ARTICLE:
^^^^^^^^^^^^^^^^

Josh: Should’ve ended sooner, but I think Jace had a small effect on us [staying] together a little bit longer. But we tried it and that’s what it was. We just grew apart and went our own separate ways.
You say it should have ended sooner. Could you expand on that?
Josh: I mean, there were signs that we were growing apart, probably what? A year or a year and a half before. So, I think if Jace wasn’t in the picture, probably it would have ended at that point. I think we finally realized that maybe we were trying to stay together for the wrong reasons. And it was past the point of trying to fix it. And then it just came to the point where it’s like, all right, we need to move on and do our own thing. But there was never really animosity or I would say hatred towards each other, really at all. But we both knew that it was inevitable and it was going to happen.
Jennifer: I think if more people could probably, I mean, I’m not saying don’t try to work it out by any means. Definitely try to work it out. But if you can’t, then split before you hate each other. Because when you start trying to stay together, you just start hating each other. And if you split before that happens, then I think it makes it harder in the long run.
Chantel and Danielle, how do you two feel about Jennifer and Josh’s relationship?
Chantel: I’m okay with it. I think it’s great. And Jace and McKayla seemed to love it. I mean, Jace, their son, well, Jennifer and Josh’s son has even made comments like, “Oh, we should just get a bigger house and all live together.” Because we’re so close and we’re always together that it’s just normal for them. So they think it –
Josh: Chantel and Danielle agree with that comment too.
Danielle: Listen, it makes sense. It would make things just all that much easier. Not having to travel. We only live less than 10 minutes away from each other at this point, but it really would make things easier.
Josh: Yeah. We used to live about 25 minutes from each other and then we moved a little over a year ago and then I think a month or two later, they moved and now we live nine minutes away from each other. So –
Chantel: We planned it that way.
Danielle: We had a family discussion of where we were going to move to, and they went first and then we followed.
Do you guys consider yourselves just one big family?
Danielle: Of course.
Jennifer: Absolutely. Yeah.
Danielle: When it comes to any type of major life decisions or something that will change our current dynamic, we always will sit down and talk about it as a family and come to an agreement.
The You, Me & My Ex stars reveal how their unique relationship began
Chantel and Danielle, were you guys aware of how close your respective partners were with their exes when you became involved?

^^^^^^^^^^^^^^^^

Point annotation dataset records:
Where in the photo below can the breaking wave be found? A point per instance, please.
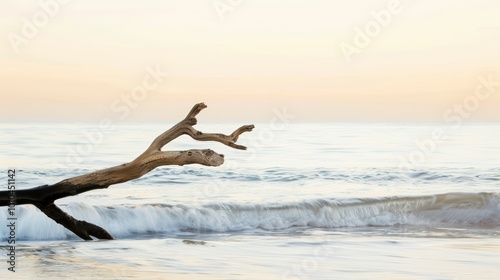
(451, 209)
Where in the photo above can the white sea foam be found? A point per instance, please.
(452, 209)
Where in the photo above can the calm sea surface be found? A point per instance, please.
(305, 201)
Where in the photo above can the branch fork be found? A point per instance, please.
(43, 197)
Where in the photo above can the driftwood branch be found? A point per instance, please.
(43, 197)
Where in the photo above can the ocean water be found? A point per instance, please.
(305, 201)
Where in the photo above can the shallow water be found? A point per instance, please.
(296, 205)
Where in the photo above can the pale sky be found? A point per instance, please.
(89, 60)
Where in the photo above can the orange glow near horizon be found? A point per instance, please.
(423, 60)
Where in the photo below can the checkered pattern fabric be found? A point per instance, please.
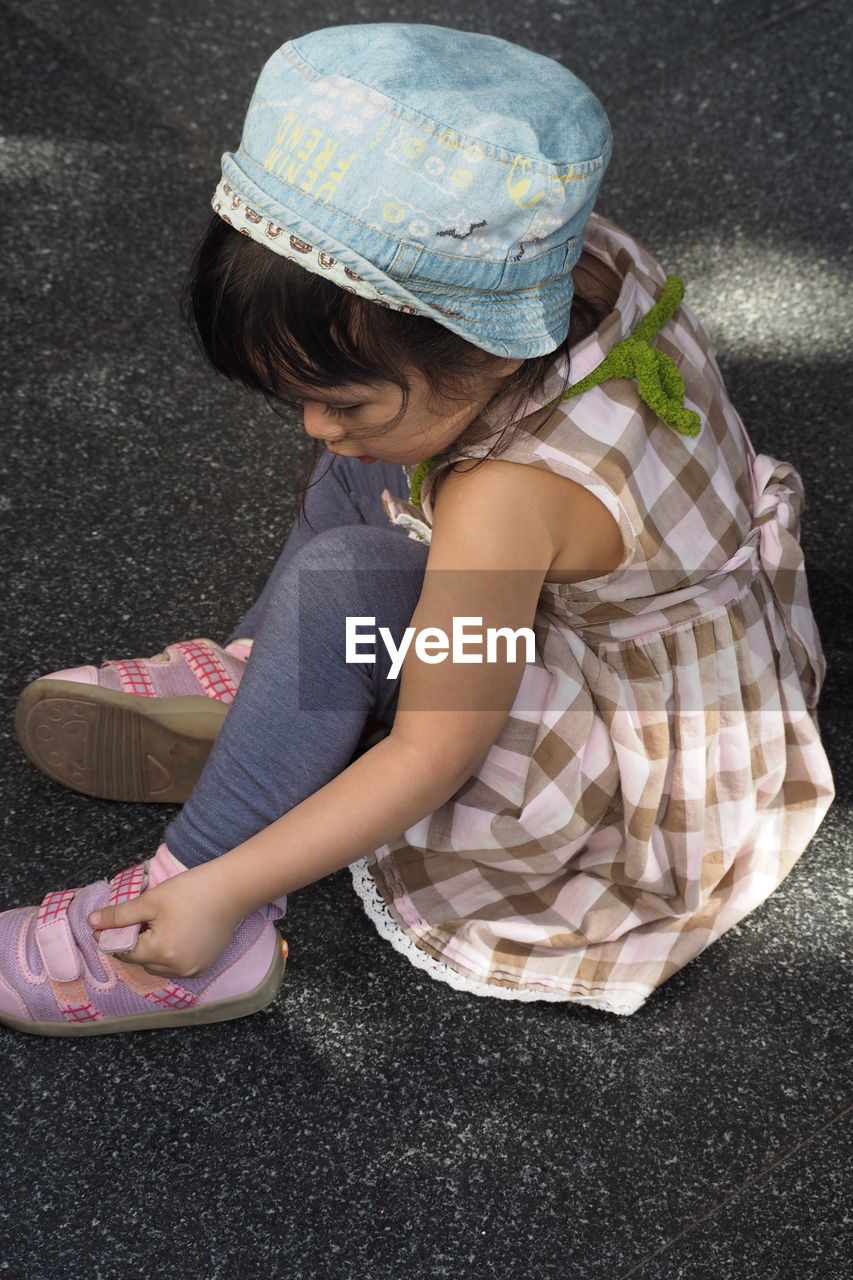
(196, 667)
(209, 670)
(127, 885)
(661, 769)
(135, 679)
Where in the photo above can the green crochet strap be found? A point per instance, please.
(658, 379)
(418, 478)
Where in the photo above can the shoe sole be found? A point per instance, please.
(218, 1011)
(118, 746)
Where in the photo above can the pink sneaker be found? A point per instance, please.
(140, 728)
(56, 981)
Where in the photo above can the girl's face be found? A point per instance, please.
(352, 421)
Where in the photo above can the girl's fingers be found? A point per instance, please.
(123, 913)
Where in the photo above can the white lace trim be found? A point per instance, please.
(388, 928)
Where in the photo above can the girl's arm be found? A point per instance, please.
(491, 549)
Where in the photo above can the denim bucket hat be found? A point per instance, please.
(432, 170)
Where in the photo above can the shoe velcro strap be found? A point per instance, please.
(54, 938)
(123, 887)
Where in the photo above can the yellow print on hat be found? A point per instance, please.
(306, 158)
(520, 187)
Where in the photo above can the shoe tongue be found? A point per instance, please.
(163, 865)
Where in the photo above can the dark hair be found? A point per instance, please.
(268, 323)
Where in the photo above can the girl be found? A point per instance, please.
(404, 243)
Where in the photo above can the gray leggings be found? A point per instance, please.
(300, 712)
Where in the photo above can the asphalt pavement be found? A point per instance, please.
(374, 1124)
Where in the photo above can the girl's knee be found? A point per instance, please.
(352, 547)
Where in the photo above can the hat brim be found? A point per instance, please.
(518, 324)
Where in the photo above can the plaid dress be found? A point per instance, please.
(661, 769)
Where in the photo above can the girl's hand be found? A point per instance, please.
(187, 922)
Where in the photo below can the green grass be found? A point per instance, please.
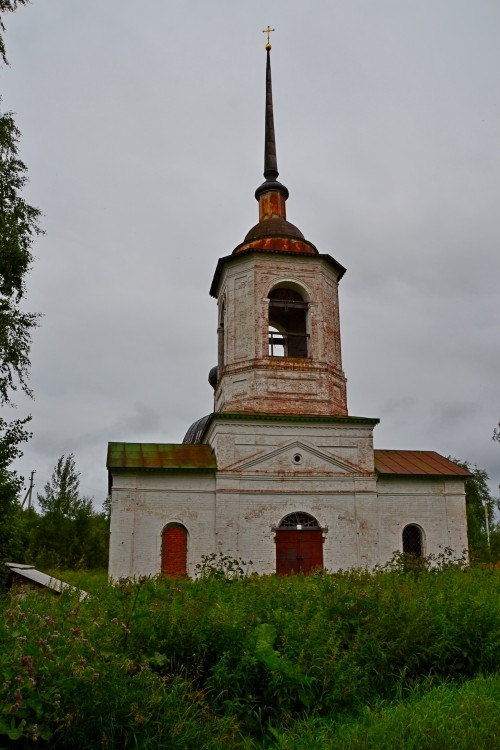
(350, 660)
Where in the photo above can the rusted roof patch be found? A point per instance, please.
(164, 456)
(421, 463)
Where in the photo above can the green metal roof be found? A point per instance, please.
(161, 457)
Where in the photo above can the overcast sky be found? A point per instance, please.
(143, 128)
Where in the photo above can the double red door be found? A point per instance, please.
(298, 551)
(174, 550)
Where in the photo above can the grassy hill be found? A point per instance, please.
(396, 659)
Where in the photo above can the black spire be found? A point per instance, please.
(270, 162)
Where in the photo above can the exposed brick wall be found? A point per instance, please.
(174, 551)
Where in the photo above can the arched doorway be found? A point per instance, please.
(174, 550)
(299, 545)
(413, 540)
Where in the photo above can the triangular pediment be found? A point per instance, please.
(295, 457)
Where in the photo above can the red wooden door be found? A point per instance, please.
(174, 550)
(298, 551)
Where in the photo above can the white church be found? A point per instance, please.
(279, 473)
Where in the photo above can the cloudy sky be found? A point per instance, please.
(143, 129)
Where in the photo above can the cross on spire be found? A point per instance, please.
(268, 32)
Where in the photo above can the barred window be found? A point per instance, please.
(413, 540)
(299, 521)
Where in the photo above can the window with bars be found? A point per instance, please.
(413, 540)
(299, 521)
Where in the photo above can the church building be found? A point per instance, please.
(279, 473)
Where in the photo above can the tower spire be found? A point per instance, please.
(270, 161)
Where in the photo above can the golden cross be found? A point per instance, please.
(268, 32)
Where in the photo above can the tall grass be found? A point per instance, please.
(255, 662)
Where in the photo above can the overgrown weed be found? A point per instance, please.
(202, 664)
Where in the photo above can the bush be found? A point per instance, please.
(203, 664)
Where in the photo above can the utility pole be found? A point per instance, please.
(486, 518)
(29, 494)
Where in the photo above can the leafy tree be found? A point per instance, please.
(69, 533)
(479, 503)
(19, 225)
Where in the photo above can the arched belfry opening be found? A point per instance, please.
(288, 323)
(299, 544)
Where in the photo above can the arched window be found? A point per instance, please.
(220, 335)
(288, 336)
(299, 521)
(413, 540)
(299, 545)
(174, 550)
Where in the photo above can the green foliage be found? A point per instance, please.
(68, 533)
(19, 225)
(496, 434)
(479, 503)
(217, 565)
(344, 660)
(12, 435)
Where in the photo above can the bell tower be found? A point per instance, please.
(278, 314)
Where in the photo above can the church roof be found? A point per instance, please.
(164, 456)
(416, 463)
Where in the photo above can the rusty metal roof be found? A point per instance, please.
(161, 456)
(264, 247)
(416, 463)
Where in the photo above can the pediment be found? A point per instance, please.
(295, 457)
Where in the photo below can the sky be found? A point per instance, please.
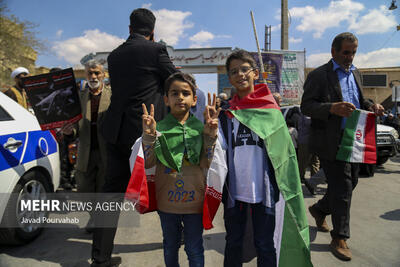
(72, 29)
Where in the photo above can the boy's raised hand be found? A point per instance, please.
(149, 123)
(211, 117)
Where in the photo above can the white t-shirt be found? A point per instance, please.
(248, 161)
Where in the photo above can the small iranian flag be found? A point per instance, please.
(358, 142)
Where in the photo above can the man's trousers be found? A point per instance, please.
(342, 179)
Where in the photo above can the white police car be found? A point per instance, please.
(29, 170)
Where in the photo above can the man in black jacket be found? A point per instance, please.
(138, 69)
(331, 93)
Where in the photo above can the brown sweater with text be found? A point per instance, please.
(180, 193)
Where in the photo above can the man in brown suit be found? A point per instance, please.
(331, 93)
(91, 161)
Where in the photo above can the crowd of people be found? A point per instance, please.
(149, 98)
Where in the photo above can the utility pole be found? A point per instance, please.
(267, 40)
(284, 25)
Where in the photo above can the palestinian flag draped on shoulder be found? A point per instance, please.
(259, 112)
(358, 143)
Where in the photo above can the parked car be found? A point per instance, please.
(387, 143)
(29, 169)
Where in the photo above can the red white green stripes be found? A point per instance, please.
(358, 142)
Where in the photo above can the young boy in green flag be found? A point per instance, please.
(181, 148)
(262, 174)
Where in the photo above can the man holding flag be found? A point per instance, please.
(333, 97)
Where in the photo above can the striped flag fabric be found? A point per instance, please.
(141, 186)
(259, 112)
(358, 143)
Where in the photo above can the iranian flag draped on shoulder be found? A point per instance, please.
(259, 112)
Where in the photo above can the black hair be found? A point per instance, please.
(142, 21)
(243, 55)
(337, 42)
(183, 77)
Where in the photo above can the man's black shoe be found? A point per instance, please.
(113, 262)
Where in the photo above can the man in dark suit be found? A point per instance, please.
(331, 93)
(138, 69)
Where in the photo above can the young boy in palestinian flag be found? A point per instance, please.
(181, 148)
(262, 170)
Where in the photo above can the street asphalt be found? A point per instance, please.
(375, 234)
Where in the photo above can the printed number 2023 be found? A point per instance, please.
(180, 196)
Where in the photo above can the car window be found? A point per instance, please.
(4, 116)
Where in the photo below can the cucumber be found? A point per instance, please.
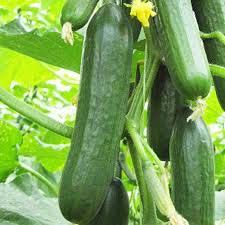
(192, 168)
(179, 44)
(115, 209)
(102, 106)
(135, 24)
(77, 12)
(211, 17)
(162, 108)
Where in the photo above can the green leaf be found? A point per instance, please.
(10, 137)
(21, 203)
(213, 110)
(22, 69)
(51, 156)
(47, 47)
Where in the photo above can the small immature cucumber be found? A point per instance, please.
(211, 17)
(102, 106)
(135, 24)
(162, 109)
(180, 45)
(192, 167)
(77, 12)
(115, 209)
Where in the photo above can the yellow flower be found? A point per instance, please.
(143, 10)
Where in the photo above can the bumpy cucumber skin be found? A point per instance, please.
(115, 209)
(105, 72)
(211, 17)
(192, 167)
(162, 109)
(179, 42)
(77, 12)
(135, 24)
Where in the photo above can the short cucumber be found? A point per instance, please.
(211, 17)
(192, 167)
(102, 106)
(180, 45)
(162, 109)
(77, 12)
(115, 209)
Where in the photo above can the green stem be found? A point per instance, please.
(34, 115)
(126, 169)
(40, 177)
(214, 35)
(154, 185)
(136, 108)
(217, 70)
(149, 211)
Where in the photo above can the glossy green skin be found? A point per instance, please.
(135, 24)
(211, 17)
(192, 168)
(104, 89)
(115, 209)
(178, 38)
(77, 12)
(162, 108)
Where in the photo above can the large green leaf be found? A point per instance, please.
(21, 203)
(47, 47)
(22, 69)
(9, 138)
(51, 156)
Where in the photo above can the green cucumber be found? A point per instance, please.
(192, 167)
(77, 12)
(135, 24)
(100, 115)
(179, 44)
(162, 109)
(211, 17)
(115, 209)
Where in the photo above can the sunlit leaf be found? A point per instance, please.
(52, 157)
(47, 47)
(9, 138)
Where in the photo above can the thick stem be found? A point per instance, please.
(217, 70)
(159, 192)
(214, 35)
(149, 211)
(39, 177)
(136, 108)
(34, 115)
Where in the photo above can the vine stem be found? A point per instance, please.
(217, 70)
(137, 105)
(149, 211)
(39, 177)
(154, 185)
(126, 169)
(214, 35)
(34, 115)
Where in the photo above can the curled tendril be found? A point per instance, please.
(143, 10)
(67, 33)
(199, 110)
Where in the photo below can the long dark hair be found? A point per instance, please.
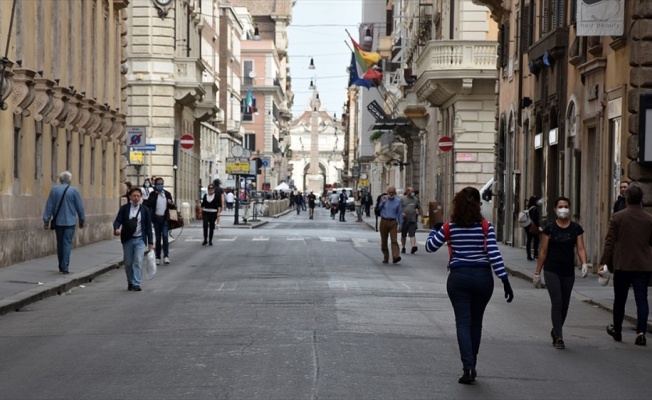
(466, 207)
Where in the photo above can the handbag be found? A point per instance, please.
(54, 217)
(175, 220)
(533, 229)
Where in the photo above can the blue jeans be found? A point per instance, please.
(134, 252)
(622, 281)
(469, 289)
(64, 245)
(161, 229)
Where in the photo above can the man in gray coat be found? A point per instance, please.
(65, 206)
(627, 254)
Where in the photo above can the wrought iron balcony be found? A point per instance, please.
(449, 67)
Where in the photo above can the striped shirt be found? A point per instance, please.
(468, 247)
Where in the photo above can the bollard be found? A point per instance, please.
(185, 211)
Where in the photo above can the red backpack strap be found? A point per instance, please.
(447, 236)
(485, 231)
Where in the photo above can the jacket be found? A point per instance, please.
(628, 244)
(151, 202)
(71, 208)
(145, 221)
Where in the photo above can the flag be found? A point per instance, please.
(249, 102)
(354, 78)
(365, 58)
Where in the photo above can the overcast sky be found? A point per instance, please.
(318, 30)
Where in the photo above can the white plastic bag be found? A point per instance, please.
(149, 265)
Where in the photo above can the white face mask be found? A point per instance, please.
(563, 213)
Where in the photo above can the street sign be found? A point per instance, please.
(136, 136)
(445, 143)
(187, 141)
(148, 147)
(239, 166)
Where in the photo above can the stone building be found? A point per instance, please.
(63, 108)
(568, 111)
(173, 84)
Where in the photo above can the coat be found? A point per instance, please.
(145, 221)
(628, 244)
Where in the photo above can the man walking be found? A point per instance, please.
(391, 220)
(133, 224)
(341, 202)
(411, 212)
(159, 202)
(64, 207)
(627, 254)
(311, 204)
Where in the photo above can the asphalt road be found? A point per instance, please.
(303, 309)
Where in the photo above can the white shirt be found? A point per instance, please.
(133, 210)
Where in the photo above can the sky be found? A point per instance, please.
(318, 31)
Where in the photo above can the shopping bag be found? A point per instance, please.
(149, 265)
(175, 220)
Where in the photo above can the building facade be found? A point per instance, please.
(63, 96)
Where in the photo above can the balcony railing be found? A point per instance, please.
(447, 55)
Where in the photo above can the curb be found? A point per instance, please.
(56, 287)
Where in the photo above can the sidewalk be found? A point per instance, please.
(585, 289)
(30, 281)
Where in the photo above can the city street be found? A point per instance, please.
(304, 309)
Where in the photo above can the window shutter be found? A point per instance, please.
(525, 28)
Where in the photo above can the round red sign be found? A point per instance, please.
(445, 143)
(187, 141)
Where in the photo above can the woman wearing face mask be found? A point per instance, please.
(557, 258)
(146, 189)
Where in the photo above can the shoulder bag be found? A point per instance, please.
(53, 221)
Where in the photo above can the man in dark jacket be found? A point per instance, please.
(159, 202)
(627, 254)
(135, 236)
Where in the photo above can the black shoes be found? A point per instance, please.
(468, 377)
(618, 337)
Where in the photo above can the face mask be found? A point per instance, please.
(563, 213)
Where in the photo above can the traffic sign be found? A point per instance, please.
(148, 147)
(445, 143)
(136, 136)
(187, 141)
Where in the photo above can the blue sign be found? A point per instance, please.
(149, 147)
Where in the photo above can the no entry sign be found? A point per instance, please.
(445, 143)
(187, 141)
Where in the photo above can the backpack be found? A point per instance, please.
(447, 236)
(524, 218)
(378, 202)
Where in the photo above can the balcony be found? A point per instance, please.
(446, 68)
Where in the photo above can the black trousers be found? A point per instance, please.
(208, 220)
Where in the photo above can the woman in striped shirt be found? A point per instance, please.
(470, 285)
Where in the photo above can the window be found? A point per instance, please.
(247, 69)
(250, 141)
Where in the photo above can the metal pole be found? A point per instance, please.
(5, 60)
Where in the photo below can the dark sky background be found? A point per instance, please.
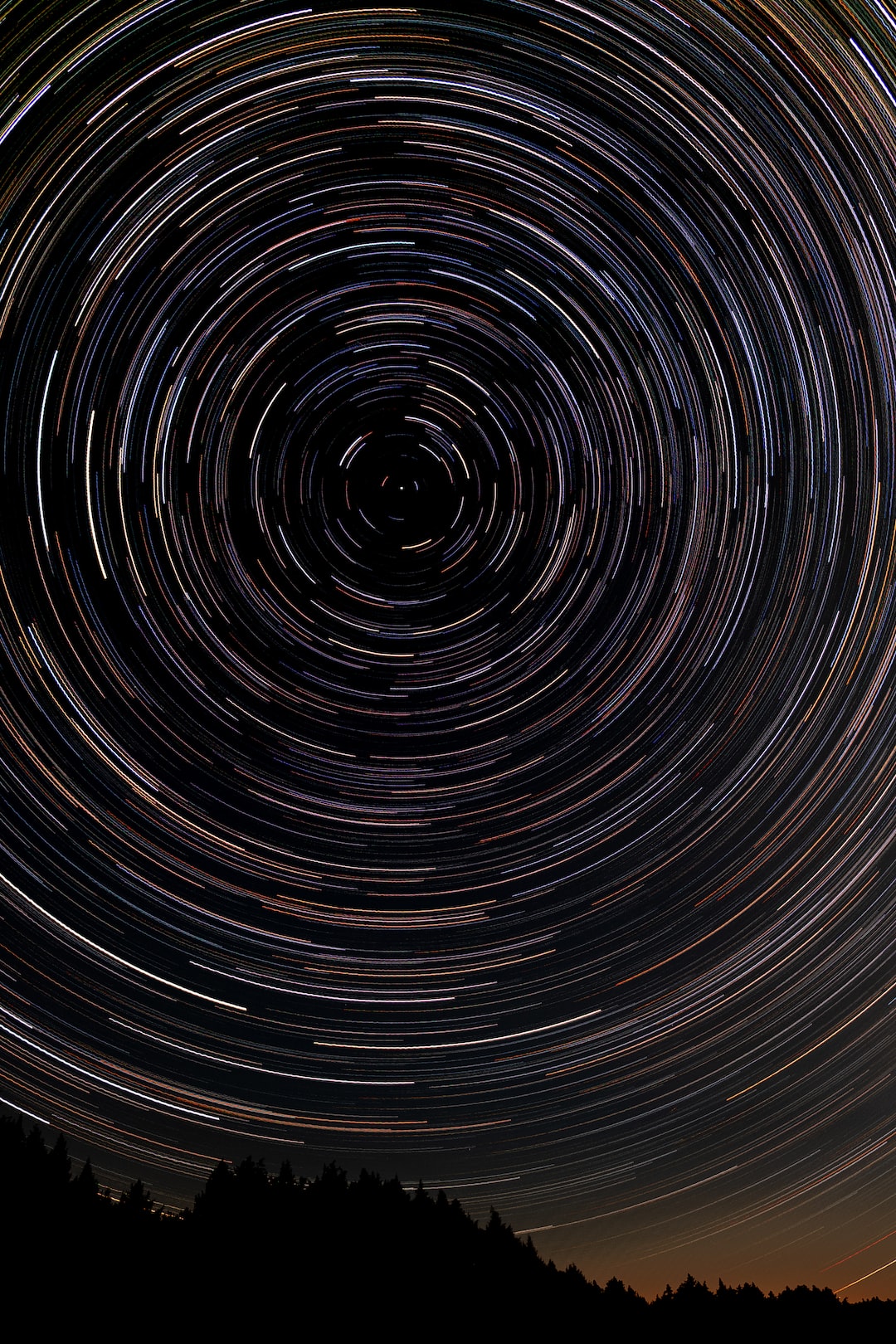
(448, 611)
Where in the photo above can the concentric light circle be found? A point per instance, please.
(448, 611)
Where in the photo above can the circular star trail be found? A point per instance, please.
(446, 609)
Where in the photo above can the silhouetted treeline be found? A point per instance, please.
(258, 1246)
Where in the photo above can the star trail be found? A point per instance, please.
(448, 611)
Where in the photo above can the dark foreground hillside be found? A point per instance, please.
(261, 1252)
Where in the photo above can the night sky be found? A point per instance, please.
(448, 611)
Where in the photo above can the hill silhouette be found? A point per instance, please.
(260, 1246)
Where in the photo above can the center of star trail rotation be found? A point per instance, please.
(446, 608)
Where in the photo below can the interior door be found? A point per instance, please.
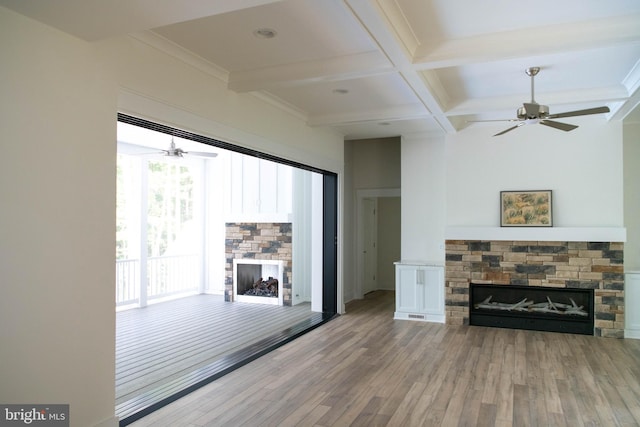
(369, 244)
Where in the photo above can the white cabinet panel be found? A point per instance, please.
(419, 292)
(632, 305)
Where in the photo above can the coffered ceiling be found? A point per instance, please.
(379, 68)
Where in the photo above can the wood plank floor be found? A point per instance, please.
(366, 369)
(161, 343)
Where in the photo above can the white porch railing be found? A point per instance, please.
(166, 276)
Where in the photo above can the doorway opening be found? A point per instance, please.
(378, 239)
(174, 242)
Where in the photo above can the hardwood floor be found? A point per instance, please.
(366, 369)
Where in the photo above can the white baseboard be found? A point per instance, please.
(632, 333)
(420, 317)
(109, 422)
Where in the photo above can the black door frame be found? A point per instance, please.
(329, 274)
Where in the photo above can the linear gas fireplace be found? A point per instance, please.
(257, 281)
(532, 307)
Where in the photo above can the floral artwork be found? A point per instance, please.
(525, 208)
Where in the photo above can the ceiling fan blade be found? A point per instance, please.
(586, 112)
(200, 154)
(510, 129)
(495, 120)
(558, 125)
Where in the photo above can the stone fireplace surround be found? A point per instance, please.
(561, 264)
(259, 241)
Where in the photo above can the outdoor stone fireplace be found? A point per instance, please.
(570, 265)
(256, 250)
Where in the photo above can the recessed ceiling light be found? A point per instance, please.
(265, 33)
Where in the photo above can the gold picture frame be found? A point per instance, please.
(526, 208)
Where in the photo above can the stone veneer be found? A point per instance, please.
(262, 240)
(586, 265)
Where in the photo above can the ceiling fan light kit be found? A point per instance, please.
(534, 113)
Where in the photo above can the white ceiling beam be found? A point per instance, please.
(325, 70)
(376, 22)
(530, 42)
(94, 20)
(403, 112)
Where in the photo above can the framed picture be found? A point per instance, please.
(525, 208)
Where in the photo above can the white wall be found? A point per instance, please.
(57, 252)
(583, 168)
(457, 182)
(423, 203)
(60, 97)
(632, 196)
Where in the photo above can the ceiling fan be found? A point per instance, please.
(174, 151)
(534, 113)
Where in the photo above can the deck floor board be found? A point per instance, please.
(161, 342)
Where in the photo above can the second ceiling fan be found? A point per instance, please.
(534, 113)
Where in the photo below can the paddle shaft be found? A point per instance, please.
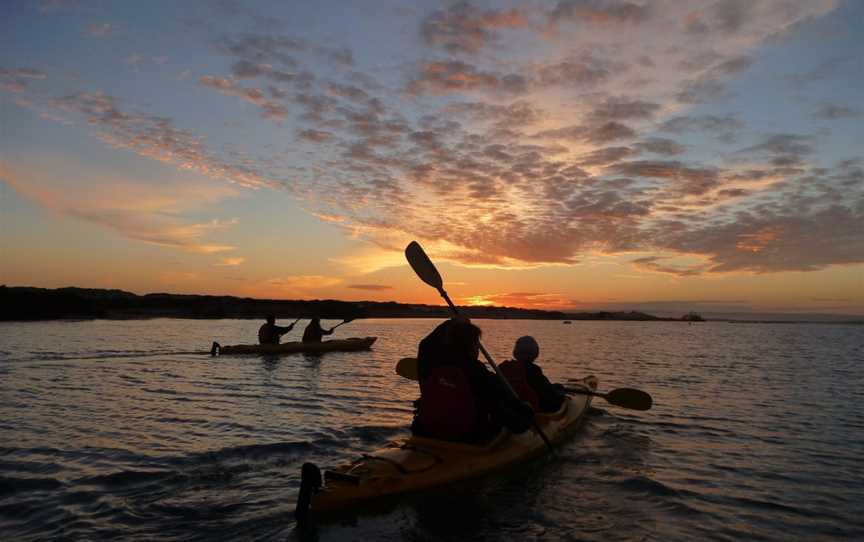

^^^^^^^^^^^^^^^^

PROBLEMS TO WORK ON:
#1 Using the interview, decide whether each statement agrees with it, answering yes or no and quoting the deciding words: (a) Josh and Jennifer now live nine minutes apart; (b) Josh says there was hatred between him and Jennifer; (c) Jace is Jennifer and Josh's son.
#2 List every person named in the interview.
#3 From the interview, extract the passage from "You say it should" up to and including "going to happen.".

TASK SOLUTIONS:
#1
(a) Yes: "now we live nine minutes away from each other"
(b) No: "But there was never really animosity or I would say hatred towards each other, really at all."
(c) Yes: "Jace, their son, well, Jennifer and Josh’s son"

#2 Josh, Jace, Jennifer, Chantel, Danielle, McKayla

#3
You say it should have ended sooner. Could you expand on that?
Josh: I mean, there were signs that we were growing apart, probably what? A year or a year and a half before. So, I think if Jace wasn’t in the picture, probably it would have ended at that point. I think we finally realized that maybe we were trying to stay together for the wrong reasons. And it was past the point of trying to fix it. And then it just came to the point where it’s like, all right, we need to move on and do our own thing. But there was never really animosity or I would say hatred towards each other, really at all. But we both knew that it was inevitable and it was going to happen.